**WORK REQUEST**
Each line that contains the word "Target" counts once; give the total for the records below and nothing else.

Top of RAW DATA

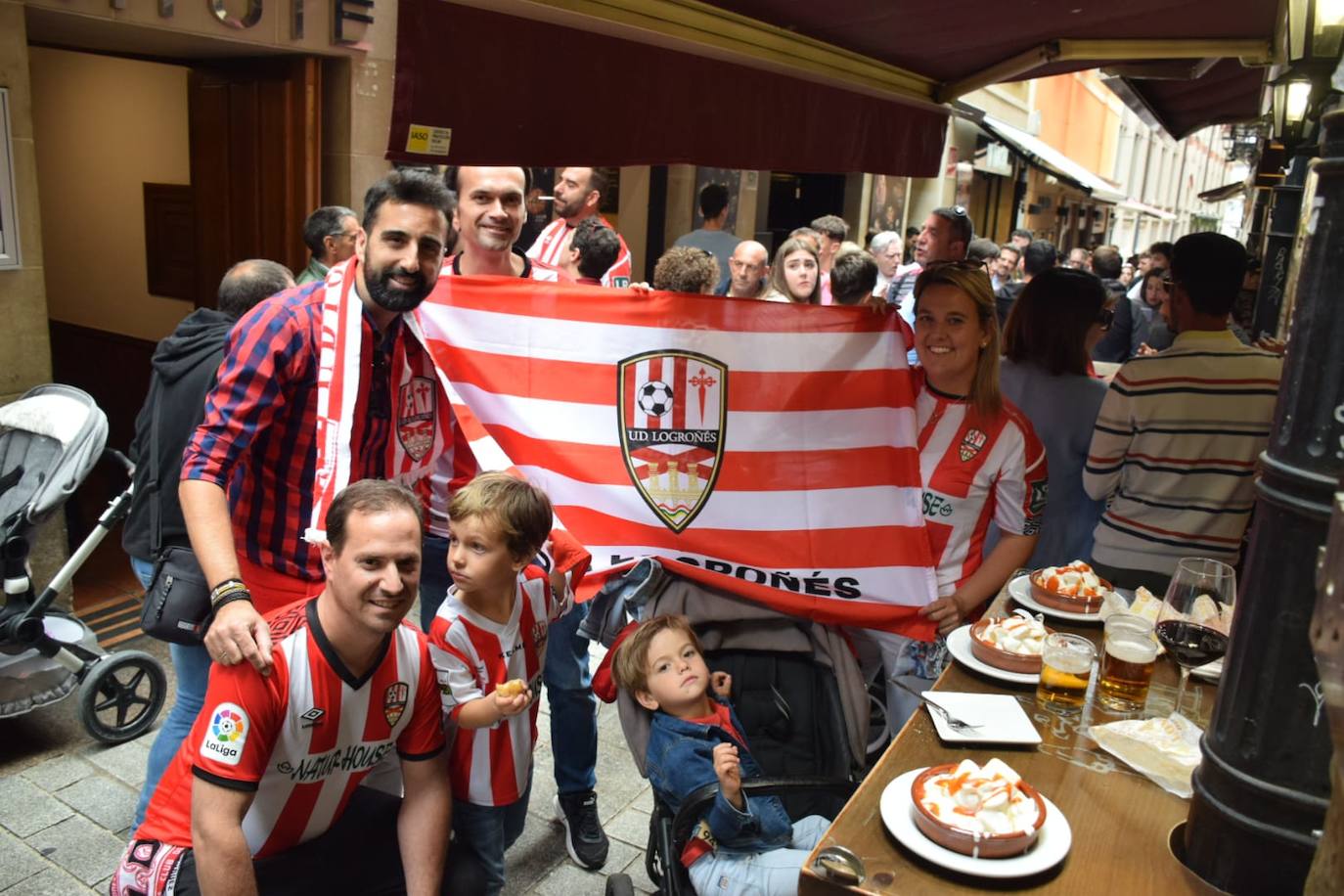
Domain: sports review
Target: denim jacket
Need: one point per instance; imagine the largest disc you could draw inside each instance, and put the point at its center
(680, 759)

Bottom of RAW DATA
Top of RAW DATA

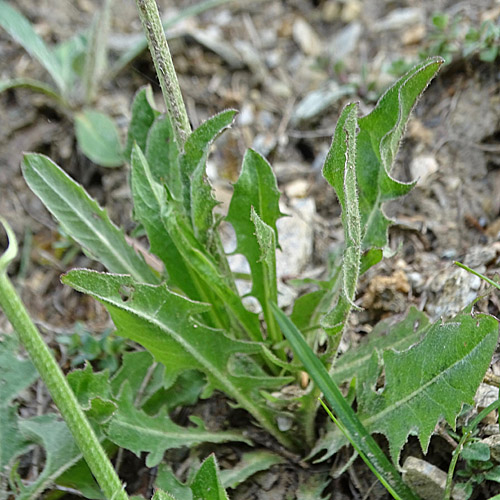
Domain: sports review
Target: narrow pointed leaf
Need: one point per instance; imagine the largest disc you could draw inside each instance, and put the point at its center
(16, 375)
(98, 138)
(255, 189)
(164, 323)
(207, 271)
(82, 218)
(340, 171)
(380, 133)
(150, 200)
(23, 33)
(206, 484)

Bottom of RAW DATA

**TASK RESULT**
2